WHAT THE TASK ASKS:
Each line below that holds the string "arch" counts once; report the total and nothing else.
----- INFORMATION
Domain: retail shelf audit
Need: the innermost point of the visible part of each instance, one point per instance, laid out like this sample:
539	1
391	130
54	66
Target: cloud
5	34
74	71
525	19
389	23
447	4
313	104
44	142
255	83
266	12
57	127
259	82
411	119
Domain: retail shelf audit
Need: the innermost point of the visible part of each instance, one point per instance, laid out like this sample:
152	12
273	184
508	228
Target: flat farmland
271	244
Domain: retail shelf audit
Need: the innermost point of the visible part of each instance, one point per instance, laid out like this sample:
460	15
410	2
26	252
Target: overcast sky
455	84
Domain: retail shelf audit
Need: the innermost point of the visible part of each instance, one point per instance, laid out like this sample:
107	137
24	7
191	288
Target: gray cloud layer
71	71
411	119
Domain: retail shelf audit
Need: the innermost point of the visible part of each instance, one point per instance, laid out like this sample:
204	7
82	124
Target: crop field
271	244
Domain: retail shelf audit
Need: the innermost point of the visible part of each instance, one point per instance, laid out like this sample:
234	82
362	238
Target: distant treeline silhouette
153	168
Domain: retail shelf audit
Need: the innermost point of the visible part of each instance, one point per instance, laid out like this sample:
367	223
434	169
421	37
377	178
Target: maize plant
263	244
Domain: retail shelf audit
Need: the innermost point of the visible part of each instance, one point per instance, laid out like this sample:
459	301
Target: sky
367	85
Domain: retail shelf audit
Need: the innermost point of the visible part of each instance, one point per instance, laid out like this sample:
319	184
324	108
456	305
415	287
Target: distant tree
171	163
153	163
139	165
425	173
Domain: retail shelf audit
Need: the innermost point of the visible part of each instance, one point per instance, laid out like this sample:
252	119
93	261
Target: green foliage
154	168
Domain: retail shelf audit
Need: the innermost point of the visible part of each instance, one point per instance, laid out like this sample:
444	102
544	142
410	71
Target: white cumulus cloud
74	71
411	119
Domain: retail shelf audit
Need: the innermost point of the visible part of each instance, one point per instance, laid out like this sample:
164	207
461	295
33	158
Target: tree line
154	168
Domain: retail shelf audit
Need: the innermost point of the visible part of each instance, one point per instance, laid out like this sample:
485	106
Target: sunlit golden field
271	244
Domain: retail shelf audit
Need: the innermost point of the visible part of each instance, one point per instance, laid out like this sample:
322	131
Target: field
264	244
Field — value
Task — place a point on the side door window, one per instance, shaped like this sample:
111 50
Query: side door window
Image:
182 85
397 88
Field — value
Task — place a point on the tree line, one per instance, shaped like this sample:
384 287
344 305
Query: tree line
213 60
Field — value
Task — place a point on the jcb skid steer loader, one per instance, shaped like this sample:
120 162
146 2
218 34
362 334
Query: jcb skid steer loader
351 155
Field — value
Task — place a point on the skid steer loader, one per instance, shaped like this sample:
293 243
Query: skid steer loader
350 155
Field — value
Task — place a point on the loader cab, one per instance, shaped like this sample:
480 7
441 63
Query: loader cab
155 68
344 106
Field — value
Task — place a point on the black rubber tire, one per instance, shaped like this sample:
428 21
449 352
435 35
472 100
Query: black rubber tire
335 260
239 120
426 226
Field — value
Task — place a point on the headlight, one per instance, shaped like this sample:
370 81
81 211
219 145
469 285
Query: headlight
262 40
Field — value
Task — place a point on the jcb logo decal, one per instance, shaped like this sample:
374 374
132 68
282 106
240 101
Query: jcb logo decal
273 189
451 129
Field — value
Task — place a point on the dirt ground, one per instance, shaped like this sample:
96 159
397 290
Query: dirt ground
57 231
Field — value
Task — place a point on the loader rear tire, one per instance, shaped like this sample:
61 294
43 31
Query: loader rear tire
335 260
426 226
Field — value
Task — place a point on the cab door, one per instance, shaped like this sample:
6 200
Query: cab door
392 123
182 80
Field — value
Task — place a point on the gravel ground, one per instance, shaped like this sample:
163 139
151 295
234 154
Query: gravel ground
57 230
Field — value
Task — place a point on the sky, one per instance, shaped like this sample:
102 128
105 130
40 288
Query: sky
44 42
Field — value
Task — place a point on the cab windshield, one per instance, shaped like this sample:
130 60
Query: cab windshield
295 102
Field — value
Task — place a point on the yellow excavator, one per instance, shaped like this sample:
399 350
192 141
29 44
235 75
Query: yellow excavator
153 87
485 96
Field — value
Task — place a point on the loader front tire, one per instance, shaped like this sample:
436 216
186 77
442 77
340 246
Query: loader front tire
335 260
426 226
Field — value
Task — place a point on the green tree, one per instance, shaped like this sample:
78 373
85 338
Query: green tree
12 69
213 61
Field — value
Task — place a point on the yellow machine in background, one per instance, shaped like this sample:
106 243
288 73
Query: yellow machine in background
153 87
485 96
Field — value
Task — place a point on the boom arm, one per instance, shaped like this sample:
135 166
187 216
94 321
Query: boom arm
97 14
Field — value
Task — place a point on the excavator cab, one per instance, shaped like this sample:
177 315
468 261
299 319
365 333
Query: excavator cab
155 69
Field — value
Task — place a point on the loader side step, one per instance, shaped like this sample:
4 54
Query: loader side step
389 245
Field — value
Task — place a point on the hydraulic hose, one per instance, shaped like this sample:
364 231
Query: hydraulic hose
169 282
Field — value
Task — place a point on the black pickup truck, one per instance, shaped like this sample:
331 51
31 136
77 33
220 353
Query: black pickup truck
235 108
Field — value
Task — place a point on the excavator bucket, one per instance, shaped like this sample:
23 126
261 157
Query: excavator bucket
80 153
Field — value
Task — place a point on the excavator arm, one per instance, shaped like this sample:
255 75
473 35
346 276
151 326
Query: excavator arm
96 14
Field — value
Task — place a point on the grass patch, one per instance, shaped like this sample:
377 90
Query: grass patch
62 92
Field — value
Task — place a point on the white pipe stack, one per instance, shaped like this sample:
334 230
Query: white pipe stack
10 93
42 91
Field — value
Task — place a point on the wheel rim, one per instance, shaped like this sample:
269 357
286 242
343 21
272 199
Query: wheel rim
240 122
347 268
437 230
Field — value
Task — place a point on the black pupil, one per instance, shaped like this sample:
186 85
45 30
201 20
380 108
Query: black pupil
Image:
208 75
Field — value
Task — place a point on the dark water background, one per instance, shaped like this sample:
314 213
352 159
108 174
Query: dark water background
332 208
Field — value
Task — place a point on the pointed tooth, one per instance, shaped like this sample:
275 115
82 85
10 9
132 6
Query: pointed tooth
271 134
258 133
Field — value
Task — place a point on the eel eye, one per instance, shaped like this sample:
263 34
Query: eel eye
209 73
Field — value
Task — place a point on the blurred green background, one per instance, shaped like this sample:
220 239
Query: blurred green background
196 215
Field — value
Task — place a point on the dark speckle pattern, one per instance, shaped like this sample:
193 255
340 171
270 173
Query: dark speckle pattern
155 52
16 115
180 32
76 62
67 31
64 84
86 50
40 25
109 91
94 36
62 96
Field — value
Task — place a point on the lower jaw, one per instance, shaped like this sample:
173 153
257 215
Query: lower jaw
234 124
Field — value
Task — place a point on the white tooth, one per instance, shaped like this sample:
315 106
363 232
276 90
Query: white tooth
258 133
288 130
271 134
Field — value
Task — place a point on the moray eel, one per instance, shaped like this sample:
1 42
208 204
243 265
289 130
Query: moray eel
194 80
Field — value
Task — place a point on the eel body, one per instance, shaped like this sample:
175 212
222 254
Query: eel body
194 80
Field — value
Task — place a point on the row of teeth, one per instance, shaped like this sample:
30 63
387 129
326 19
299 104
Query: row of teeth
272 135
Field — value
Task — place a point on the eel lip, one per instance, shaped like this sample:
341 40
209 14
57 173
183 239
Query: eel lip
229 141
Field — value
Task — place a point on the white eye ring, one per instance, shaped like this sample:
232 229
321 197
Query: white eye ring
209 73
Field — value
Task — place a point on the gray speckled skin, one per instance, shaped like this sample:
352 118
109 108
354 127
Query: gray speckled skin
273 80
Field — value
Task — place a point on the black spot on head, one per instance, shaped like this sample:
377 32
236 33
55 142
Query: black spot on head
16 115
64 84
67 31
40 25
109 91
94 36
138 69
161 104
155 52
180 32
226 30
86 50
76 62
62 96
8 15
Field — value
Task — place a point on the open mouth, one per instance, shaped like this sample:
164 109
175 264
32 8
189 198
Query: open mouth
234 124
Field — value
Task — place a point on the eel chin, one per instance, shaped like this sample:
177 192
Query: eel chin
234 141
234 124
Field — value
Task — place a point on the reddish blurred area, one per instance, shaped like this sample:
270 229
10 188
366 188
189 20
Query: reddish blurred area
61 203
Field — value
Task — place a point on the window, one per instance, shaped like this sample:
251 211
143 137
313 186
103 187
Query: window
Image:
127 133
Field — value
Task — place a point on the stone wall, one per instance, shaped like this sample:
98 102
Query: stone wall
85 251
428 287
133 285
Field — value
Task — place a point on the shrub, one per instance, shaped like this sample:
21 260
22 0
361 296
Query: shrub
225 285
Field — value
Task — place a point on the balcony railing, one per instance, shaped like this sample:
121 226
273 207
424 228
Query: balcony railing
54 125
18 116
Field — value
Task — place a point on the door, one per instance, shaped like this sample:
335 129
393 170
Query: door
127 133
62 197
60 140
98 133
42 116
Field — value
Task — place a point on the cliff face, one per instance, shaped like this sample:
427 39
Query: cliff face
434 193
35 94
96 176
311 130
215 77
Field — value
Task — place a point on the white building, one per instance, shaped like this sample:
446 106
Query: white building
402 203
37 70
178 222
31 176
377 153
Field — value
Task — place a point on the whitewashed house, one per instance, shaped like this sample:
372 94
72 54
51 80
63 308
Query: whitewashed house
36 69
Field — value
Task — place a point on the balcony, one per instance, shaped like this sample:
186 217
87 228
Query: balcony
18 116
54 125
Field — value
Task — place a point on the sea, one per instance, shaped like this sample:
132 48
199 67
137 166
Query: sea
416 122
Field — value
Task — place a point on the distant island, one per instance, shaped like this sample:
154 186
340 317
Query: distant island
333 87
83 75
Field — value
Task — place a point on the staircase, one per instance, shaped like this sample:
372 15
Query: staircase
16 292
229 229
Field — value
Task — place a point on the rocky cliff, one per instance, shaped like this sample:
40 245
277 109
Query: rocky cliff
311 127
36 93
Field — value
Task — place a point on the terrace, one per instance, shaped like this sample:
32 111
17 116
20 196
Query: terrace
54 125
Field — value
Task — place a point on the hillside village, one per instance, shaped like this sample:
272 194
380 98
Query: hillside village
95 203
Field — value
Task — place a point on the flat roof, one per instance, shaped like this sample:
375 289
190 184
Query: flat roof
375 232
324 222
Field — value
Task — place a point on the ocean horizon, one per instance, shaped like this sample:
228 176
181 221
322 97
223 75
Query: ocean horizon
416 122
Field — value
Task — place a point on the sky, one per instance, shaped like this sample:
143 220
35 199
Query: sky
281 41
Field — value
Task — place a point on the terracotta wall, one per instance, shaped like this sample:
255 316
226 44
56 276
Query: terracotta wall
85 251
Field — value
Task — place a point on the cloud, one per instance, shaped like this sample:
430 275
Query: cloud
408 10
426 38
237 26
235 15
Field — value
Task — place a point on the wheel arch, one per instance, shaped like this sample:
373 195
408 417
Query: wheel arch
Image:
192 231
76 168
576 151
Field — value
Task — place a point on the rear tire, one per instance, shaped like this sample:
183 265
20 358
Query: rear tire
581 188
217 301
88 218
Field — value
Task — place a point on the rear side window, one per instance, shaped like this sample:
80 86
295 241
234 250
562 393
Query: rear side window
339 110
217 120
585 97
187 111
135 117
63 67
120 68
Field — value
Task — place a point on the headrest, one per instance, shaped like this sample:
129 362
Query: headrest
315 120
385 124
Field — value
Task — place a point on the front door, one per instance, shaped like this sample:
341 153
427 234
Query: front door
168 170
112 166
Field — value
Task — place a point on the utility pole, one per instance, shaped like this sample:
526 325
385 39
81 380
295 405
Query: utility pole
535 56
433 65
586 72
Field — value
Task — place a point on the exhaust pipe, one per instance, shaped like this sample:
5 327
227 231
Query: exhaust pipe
----------
WRITTEN RESPONSE:
2